**Data supplied**
* START *

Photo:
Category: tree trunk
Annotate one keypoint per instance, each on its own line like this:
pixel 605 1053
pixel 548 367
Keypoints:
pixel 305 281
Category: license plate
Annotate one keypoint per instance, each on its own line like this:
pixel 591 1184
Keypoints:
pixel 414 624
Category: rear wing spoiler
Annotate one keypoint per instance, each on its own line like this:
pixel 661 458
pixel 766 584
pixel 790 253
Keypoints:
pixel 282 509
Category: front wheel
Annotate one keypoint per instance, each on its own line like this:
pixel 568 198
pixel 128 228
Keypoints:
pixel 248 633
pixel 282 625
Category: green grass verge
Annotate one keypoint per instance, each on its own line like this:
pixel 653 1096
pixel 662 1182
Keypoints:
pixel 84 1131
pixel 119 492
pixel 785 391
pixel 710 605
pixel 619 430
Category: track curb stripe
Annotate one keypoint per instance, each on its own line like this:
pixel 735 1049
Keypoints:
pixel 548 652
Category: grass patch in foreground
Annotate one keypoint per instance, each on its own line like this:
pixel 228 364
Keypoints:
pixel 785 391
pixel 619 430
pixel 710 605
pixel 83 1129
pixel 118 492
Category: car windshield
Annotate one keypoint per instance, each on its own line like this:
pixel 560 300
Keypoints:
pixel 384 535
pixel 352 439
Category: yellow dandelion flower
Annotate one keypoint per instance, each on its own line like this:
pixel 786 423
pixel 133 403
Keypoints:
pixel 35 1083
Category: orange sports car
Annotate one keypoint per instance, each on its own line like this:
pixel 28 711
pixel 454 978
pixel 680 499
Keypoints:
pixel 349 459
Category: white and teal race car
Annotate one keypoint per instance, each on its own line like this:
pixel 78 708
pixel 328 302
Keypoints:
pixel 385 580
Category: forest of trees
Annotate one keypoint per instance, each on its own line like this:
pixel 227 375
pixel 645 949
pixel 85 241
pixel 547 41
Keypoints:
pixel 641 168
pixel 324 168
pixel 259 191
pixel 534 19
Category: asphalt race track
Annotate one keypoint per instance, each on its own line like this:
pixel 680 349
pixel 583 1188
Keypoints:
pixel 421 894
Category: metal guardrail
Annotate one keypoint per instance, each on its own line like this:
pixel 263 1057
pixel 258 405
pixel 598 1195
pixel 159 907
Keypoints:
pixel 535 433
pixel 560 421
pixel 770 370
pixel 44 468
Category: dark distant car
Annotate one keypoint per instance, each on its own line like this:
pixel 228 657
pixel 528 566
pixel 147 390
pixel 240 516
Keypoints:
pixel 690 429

* END *

**Objective**
Copy all of the data above line for line, changing nothing.

**Written solution**
Photo:
Category: tree trunk
Annotate one keypoint per instance, each on its own line like this:
pixel 605 1053
pixel 548 367
Keypoints:
pixel 305 281
Category: license plate
Annotate one keypoint per instance, each on its own line like this:
pixel 591 1184
Keypoints:
pixel 414 624
Category: rear wing spoiler
Annotate one keypoint per instance, each on its own line like this:
pixel 661 458
pixel 766 584
pixel 790 253
Keypoints:
pixel 282 509
Category: front wheel
Annotate one keypoint per instance, each on its own line like this:
pixel 568 198
pixel 128 228
Keypoints:
pixel 248 633
pixel 282 625
Category: green grass verge
Annotate one keypoint per instance, each on its own line like this:
pixel 653 1096
pixel 662 1182
Keypoints:
pixel 84 1131
pixel 119 492
pixel 785 391
pixel 710 605
pixel 619 430
Category: track curb stripe
Annotate one keypoint per instance, each on its own line like this:
pixel 735 1049
Keypoints:
pixel 548 652
Category: grass patch in foreground
Annotate one keypoint per instance, each on its own line like this:
pixel 228 364
Keypoints:
pixel 785 391
pixel 619 430
pixel 710 605
pixel 83 1129
pixel 118 492
Category: car windshield
Annotate one keypoint per instance, each on its own line like this:
pixel 560 300
Keypoints:
pixel 384 535
pixel 352 439
Category: yellow dandelion flower
Annotate one keypoint per instance, each on its own line like this:
pixel 786 423
pixel 133 403
Keypoints:
pixel 35 1083
Category: orange sports car
Annotate one keypoint per instance, each on its own line like this:
pixel 28 711
pixel 454 978
pixel 680 499
Keypoints:
pixel 349 459
Category: white and teal race car
Annotate one keypoint per instance, each on its own line like this:
pixel 78 708
pixel 328 302
Keypoints:
pixel 385 580
Category: forest of trees
Annotate one keypoint per instance, each on its own line like this:
pixel 227 375
pixel 645 949
pixel 85 241
pixel 547 41
Keypoints:
pixel 641 168
pixel 324 168
pixel 259 191
pixel 534 19
Category: asphalt race track
Annotate one keypoint per instance, each on its own line like this:
pixel 680 349
pixel 583 1188
Keypoints:
pixel 421 894
Category: metal guardrail
Annotate one keypoint per instance, each on its own line like this:
pixel 263 1057
pixel 258 405
pixel 598 1195
pixel 159 907
Keypoints:
pixel 535 433
pixel 560 421
pixel 770 370
pixel 44 468
Category: dark distant car
Annotate one keypoint per instance, each on its own line like this:
pixel 228 657
pixel 528 566
pixel 147 390
pixel 240 516
Keypoints:
pixel 690 429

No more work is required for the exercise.